**Instructions to follow:** Copy out the whole Connie Francis album text word for word.

Studio album by Connie Francis
- Released: December 1960
- Recorded: October 11 – 13, 1960
- Genre: Vocal jazz
- Label: MGM Records E-3893 (mono)/SE-3893 (stereo)
- Producer: Arnold Maxin

Connie Francis chronology
| More Italian Favorites (1960) | Songs to a Swinging Band (1960) | Connie Francis at The Copa (1961) |

= Songs to a Swinging Band =

Songs to a Swinging Band is a studio album recorded by American singer Connie Francis.

The album was recorded from October 11 to 13, 1960 in New York under the musical direction of Richard "Dick" Wess.

The album was released in late 1960. Several of the album's songs were released in Asia on singles.

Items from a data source
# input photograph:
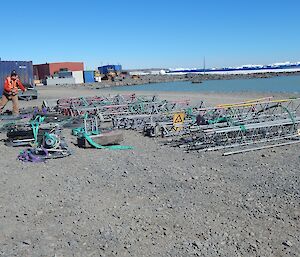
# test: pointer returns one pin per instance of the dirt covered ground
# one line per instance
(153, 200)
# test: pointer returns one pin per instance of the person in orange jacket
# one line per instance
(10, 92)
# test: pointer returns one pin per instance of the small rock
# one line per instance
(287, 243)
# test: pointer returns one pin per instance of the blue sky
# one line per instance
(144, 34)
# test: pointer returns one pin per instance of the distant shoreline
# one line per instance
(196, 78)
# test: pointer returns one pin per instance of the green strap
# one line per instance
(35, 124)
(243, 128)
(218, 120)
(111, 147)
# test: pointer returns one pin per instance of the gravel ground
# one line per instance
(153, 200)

* * *

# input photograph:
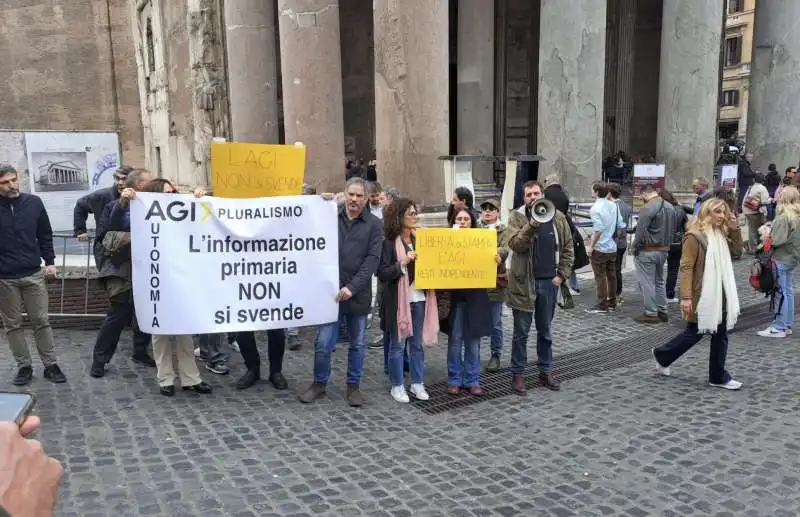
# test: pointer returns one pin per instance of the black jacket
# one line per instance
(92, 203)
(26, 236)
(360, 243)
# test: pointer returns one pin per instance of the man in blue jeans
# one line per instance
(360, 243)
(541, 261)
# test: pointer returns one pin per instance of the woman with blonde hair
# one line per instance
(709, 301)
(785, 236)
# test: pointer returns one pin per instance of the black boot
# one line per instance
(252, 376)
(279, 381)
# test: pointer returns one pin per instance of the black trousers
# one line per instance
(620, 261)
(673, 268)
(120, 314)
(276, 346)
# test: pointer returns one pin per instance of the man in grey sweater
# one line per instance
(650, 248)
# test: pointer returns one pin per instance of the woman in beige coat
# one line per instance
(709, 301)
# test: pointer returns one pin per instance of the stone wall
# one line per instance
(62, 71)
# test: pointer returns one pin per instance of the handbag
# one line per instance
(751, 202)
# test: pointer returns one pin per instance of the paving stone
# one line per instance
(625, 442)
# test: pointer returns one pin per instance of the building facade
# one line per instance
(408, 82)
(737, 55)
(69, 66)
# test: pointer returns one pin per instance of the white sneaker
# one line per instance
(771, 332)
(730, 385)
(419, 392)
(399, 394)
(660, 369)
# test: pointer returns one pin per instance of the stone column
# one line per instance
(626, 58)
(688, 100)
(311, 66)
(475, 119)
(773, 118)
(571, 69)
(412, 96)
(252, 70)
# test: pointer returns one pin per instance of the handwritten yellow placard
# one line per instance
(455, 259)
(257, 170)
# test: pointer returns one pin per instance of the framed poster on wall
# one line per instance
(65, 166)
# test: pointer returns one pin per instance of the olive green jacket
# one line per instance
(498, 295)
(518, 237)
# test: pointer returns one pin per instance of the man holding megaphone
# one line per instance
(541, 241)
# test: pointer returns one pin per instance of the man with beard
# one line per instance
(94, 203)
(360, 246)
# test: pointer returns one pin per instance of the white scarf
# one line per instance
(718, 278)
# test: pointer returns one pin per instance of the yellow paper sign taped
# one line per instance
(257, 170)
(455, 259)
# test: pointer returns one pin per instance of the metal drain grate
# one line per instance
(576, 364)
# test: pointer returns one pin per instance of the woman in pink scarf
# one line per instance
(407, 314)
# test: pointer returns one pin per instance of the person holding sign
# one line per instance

**Result:**
Studio album by Connie Francis
- Released: December 1960
- Recorded: October 11 – 13, 1960
- Genre: Vocal jazz
- Label: MGM Records E-3893 (mono)/SE-3893 (stereo)
- Producer: Arnold Maxin

Connie Francis chronology
| More Italian Favorites (1960) | Songs to a Swinging Band (1960) | Connie Francis at The Copa (1961) |

= Songs to a Swinging Band =

Songs to a Swinging Band is a studio album recorded by American singer Connie Francis.

The album was recorded from October 11 to 13, 1960 in New York under the musical direction of Richard "Dick" Wess.

The album was released in late 1960. Several of the album's songs were released in Asia on singles.